**EXERCISE 1**
Answer these questions using the OCLC accounting excerpt, and mark your answers (a), (b), (c):
(a) For which insurance programs does OCLC use self-insurance plans?
(b) Which year's amounts were reclassified to match the 2007 presentation?
(c) In what are realized gains and losses included?
**EXERCISE 2**
Copy the passage from the OCLC accounting excerpt word for word, starting at "2. INVESTMENTS" and ending at "in investment income.".

**EXCERPT PROVIDED**

***

Self- Insurance Programs — OCLC uses various self- insurance plans for certain of its medical
insurance programs in the United States of America. The associated liability has been recorded in
the financial statements based on information currently available as to the estimated ultimate cost for
incidents prior to the balance sheet dates. Losses in excess of certain limits are insured with
third- party insurance companies.
Reclassifications — Certain 2006 amounts have been reclassified to conform to the 2007
presentation.
2. INVESTMENTS
In accordance with Statement of Financial Accounting Standards (“ SFAS”) No. 124, Accounting for
Certain Investments Held by Not- For- Profit Organizations, debt and equity investments are carried
at their fair value with related unrealized gains and losses on the portfolio reflected in the change in
net equity. Realized gains and losses are included in investment income.

***

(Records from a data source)
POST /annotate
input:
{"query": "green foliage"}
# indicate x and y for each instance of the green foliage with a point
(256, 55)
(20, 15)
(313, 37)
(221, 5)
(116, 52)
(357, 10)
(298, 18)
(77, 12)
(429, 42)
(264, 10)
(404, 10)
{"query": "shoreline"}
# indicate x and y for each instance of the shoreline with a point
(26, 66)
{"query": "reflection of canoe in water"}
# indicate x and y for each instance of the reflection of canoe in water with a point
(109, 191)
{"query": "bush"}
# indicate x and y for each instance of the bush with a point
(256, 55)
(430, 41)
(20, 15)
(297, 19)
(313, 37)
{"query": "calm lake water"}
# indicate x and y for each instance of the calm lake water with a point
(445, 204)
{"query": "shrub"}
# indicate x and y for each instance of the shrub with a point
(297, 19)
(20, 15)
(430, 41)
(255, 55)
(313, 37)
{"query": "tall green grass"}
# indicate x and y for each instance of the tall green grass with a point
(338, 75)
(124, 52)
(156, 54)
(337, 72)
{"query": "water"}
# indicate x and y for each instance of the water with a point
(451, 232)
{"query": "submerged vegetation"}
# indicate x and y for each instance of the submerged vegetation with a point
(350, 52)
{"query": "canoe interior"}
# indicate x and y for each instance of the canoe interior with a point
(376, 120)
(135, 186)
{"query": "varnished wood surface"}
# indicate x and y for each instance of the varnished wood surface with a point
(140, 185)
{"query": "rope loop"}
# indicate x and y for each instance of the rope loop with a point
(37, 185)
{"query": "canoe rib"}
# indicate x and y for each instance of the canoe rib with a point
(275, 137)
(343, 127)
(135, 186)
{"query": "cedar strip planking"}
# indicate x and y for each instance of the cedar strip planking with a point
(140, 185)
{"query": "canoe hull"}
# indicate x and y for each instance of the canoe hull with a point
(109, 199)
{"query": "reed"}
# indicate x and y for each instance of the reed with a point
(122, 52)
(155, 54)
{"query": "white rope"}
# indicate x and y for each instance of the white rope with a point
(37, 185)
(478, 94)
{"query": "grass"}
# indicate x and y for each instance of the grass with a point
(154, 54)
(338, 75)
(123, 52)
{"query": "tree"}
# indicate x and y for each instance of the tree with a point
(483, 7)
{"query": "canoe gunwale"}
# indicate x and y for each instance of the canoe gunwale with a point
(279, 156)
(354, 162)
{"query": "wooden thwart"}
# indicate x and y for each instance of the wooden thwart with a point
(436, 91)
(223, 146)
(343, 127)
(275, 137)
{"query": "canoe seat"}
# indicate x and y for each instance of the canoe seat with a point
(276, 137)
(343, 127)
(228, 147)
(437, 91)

***

**ANSWER SECTION 1**
(a) Certain of its medical insurance programs in the United States of America
(b) 2006
(c) Investment income

**ANSWER SECTION 2**
2. INVESTMENTS
In accordance with Statement of Financial Accounting Standards (“ SFAS”) No. 124, Accounting for
Certain Investments Held by Not- For- Profit Organizations, debt and equity investments are carried
at their fair value with related unrealized gains and losses on the portfolio reflected in the change in
net equity. Realized gains and losses are included in investment income.